▶ _Excerpted records_
# # # # #

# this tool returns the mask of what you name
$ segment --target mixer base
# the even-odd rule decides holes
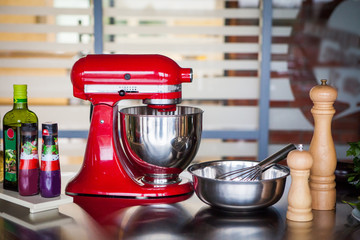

# # # # #

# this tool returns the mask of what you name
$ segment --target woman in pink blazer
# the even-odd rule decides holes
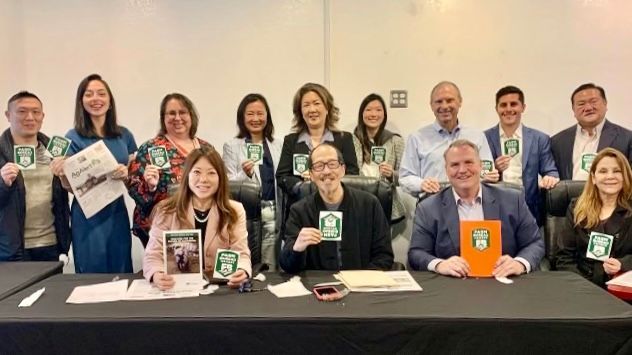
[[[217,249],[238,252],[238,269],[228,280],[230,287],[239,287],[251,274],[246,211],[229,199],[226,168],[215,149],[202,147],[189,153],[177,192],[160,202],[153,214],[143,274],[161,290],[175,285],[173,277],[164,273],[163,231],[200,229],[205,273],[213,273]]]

# # # # #

Where does the word "target" appear in the material above? Copy every line that holds it.

▶ _Written solution_
$ segment --target mixer base
$ segment --target woman in pink blazer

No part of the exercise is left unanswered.